Texto fornecido |
----

15 de setembro de 2006

ETERNO PRESENTE





Nei Duclós

Quer que eu "levo"? Perguntou a passageira para quem estava de pé carregando um pacote. O fim do subjuntivo coincide com a eliminação de conjugações inteiras, como acontece também com o mais-que-perfeito e o condicional. Não há mais nada a conjugar, já que vivemos no eterno presente. Não se trata de preguiça mental ou de sentimento de exclusão, como querem os pensamentos tradicionais à direita e à esquerda. Mas do foco escolhido pela civilização para onde fomos empurrados, que é uma espécie de O Feitiço do Tempo (o cult de 1993 de Harold Ramis, com Bill Murray) em escala planetária. Nesse filme, o protagonista não consegue se desvencilhar de determinado dia e praticamente enlouquece tentando chegar na manhã seguinte.

Quando não há amanhã, o agora substitui toda espécie de vivência. Isso é incentivado pela literatura de auto-ajuda, religiosa e corporativa. Como a mulher de Lot, você está proibido de olhar para o passado sob pena de se imobilizar para sempre no gesto catatônico que fez sua ruína. Quando a educação é substituída pelo sistema mal assimilado dos Estados Unidos, em que o pragmatismo vence a formação humanista (expulsão do inglês, francês e latim obrigatórios no ginásio, que também sumiu), e o rigor do ensino é vencido pelo falso protecionismo, então temos essa preciosidade confundida com linguagem popular que é o já clássico "nós vai".

O que chamam de povo é apenas uma projeção das limitações dos que deveriam representá-lo sem preconceitos. Por achar que o povo não merece nada mais do que frenéticos sacudir de quadris em horário nobre (de manhã à noite) a produção audiovisual se escuda no lugar comum de que "é disso que o povo gosta". Quando lembramos Paulinho da Viola ou Baden Powell, que vieram de classes sociais abaixo do que se considera nobre, sabemos que essa argumentação tem algo de errado. A verdade é que se impôs uma imagem equivocada de povo, que exclui a possibilidade de uma redenção por meio da educação e das oportunidades.

----

Material de origem |
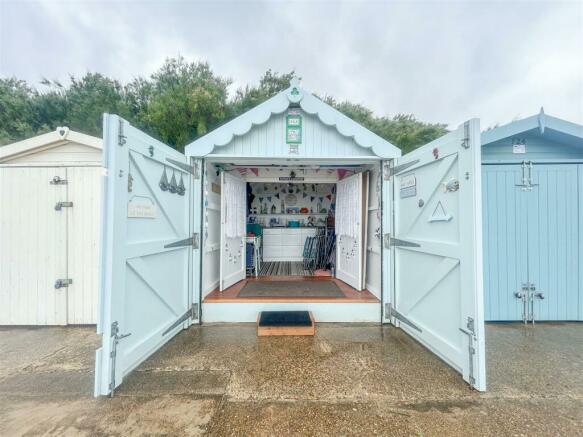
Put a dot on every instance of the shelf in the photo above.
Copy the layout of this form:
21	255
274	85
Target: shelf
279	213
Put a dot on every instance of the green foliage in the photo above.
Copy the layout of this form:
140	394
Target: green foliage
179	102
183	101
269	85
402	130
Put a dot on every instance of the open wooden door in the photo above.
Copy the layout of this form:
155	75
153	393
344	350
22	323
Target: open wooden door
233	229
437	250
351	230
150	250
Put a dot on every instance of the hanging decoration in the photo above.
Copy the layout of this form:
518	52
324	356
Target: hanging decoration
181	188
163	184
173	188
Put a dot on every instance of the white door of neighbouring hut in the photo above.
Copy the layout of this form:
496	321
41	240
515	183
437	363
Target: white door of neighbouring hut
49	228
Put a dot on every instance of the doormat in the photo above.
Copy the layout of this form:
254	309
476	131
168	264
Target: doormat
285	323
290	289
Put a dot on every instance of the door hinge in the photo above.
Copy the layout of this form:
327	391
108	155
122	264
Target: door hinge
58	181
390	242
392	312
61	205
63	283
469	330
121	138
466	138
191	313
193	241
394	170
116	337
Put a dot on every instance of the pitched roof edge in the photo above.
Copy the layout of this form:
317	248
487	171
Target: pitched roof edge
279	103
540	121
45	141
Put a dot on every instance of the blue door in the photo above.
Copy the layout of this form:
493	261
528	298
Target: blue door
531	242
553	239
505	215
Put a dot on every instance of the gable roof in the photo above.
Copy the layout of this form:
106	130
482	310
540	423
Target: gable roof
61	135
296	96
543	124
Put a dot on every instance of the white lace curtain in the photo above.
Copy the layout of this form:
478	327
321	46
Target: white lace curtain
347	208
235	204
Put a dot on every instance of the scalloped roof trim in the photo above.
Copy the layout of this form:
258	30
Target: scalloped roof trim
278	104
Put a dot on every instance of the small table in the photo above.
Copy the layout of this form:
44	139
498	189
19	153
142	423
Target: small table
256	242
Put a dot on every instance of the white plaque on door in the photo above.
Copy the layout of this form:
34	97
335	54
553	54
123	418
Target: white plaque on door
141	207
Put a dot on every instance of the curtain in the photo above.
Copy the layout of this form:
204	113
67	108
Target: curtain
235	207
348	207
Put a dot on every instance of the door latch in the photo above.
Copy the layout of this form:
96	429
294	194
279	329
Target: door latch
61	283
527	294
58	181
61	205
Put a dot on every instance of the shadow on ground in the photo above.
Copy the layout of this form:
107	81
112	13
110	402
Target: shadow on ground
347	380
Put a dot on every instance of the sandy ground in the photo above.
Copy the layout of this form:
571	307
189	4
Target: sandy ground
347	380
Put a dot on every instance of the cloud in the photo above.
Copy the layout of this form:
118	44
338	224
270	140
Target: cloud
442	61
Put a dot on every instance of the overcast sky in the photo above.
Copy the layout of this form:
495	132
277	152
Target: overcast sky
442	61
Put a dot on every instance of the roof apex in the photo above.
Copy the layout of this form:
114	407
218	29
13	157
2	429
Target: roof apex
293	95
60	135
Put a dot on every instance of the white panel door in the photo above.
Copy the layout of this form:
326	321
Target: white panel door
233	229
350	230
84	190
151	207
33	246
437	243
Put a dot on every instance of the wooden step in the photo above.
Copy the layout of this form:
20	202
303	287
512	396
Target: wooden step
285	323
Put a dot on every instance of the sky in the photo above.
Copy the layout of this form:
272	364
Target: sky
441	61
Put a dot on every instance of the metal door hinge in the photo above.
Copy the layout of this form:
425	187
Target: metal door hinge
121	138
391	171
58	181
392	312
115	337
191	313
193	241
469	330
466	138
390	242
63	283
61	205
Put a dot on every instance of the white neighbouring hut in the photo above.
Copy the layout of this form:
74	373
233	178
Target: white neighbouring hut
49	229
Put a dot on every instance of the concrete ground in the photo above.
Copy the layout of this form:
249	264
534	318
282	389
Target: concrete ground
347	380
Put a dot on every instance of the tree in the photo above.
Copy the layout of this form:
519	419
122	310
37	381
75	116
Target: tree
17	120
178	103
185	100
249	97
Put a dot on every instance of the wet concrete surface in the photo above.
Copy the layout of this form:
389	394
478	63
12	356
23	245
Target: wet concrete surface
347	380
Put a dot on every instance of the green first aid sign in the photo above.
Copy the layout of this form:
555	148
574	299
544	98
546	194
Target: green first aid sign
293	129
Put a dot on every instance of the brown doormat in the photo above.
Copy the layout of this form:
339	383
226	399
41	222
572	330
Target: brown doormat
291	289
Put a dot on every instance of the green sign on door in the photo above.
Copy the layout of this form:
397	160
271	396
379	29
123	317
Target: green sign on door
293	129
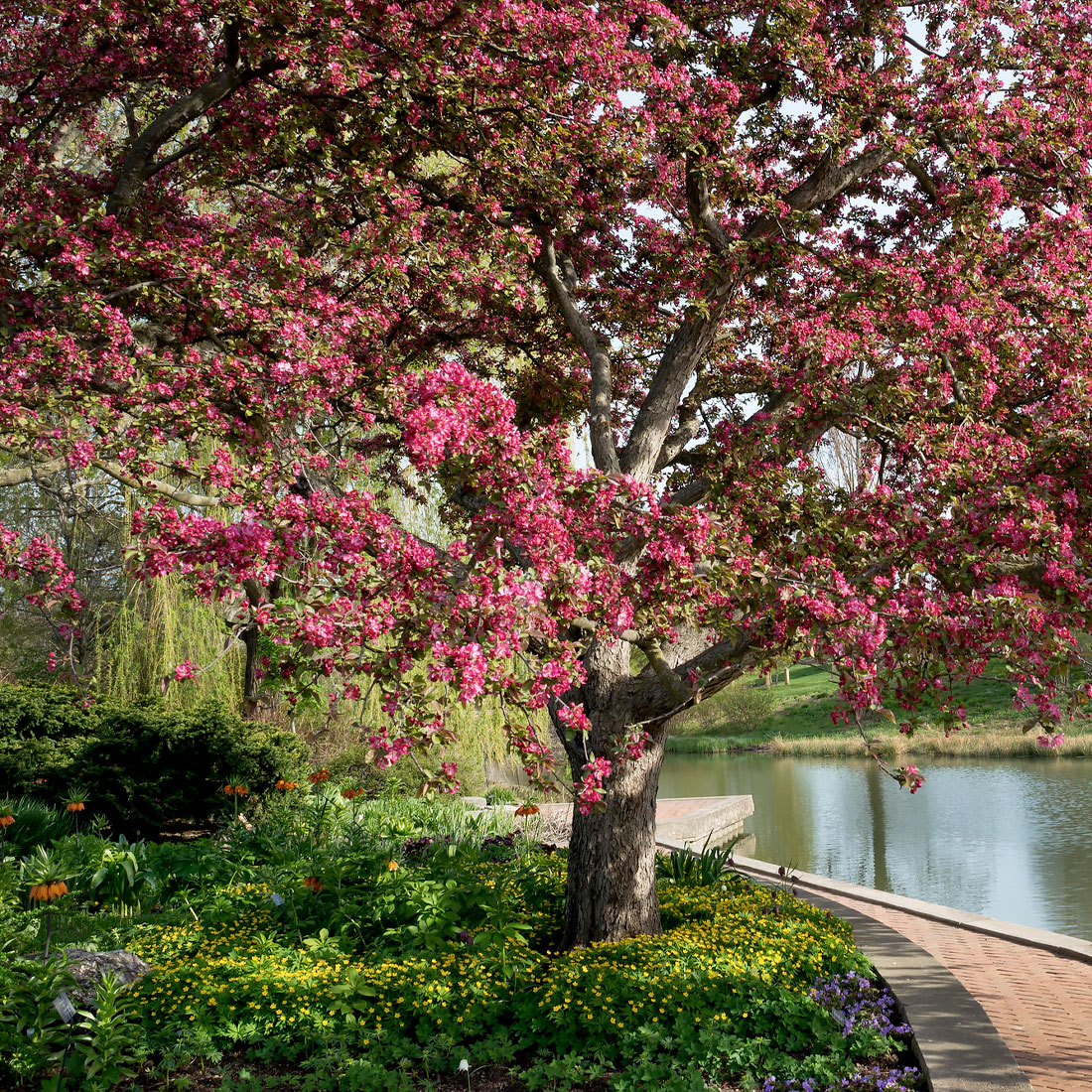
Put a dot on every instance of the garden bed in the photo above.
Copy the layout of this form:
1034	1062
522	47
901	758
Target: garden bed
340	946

----

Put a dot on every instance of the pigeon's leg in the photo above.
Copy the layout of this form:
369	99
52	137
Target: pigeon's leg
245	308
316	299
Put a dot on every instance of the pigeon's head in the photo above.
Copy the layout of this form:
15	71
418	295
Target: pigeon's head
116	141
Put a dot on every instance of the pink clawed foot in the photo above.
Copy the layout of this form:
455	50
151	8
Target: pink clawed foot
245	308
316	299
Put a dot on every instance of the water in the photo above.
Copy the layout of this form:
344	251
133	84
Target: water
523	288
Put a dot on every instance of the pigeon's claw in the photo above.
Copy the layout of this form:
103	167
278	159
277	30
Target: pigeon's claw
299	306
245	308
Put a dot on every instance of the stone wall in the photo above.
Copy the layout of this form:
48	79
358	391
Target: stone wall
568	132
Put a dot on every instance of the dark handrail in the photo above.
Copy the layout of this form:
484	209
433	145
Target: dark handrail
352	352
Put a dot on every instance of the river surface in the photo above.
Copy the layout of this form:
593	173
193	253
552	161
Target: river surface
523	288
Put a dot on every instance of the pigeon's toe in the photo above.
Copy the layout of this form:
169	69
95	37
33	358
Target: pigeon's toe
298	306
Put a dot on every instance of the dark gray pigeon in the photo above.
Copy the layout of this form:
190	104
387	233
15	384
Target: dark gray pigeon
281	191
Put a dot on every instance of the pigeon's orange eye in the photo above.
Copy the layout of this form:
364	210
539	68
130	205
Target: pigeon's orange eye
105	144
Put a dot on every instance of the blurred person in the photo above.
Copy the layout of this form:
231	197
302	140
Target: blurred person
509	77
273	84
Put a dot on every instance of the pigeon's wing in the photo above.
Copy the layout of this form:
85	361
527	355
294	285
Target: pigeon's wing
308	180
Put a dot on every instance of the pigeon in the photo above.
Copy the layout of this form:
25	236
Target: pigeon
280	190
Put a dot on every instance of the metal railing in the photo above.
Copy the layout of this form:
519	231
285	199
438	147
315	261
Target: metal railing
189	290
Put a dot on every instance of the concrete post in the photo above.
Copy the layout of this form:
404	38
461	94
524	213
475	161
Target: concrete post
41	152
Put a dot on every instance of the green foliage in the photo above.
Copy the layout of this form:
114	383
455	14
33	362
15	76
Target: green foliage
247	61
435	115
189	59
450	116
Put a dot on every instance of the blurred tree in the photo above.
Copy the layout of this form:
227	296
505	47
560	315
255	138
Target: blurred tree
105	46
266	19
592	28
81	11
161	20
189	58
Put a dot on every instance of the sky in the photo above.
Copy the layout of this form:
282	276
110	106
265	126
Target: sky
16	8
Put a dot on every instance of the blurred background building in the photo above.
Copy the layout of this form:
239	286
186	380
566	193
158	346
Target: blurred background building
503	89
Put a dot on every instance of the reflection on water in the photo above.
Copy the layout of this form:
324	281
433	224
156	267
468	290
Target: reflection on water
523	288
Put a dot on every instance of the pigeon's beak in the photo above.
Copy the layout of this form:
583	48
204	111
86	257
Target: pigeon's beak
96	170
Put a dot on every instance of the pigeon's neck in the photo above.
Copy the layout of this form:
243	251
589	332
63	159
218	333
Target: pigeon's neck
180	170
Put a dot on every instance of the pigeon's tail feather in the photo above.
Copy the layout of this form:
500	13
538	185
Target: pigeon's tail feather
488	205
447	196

----

Usando as informações |
a. Segundo o texto sobre o eterno presente, quais línguas deixaram de ser obrigatórias no ginásio?
b. Reescreva em forma de lista, mantendo as informações principais, o parágrafo do texto sobre o eterno presente que começa com "O que chamam de povo".

Respostas |
a. Inglês, francês e latim.

b.
- O que se chama de povo é só uma projeção das limitações de quem deveria representá-lo sem preconceitos.
- Por achar que o povo só merece frenéticos sacudir de quadris em horário nobre, a produção audiovisual se apoia no lugar-comum "é disso que o povo gosta".
- Paulinho da Viola e Baden Powell, que vieram de classes sociais abaixo do que se considera nobre, mostram que esse argumento tem algo de errado.
- Impôs-se uma imagem equivocada de povo, que exclui a possibilidade de redenção pela educação e pelas oportunidades.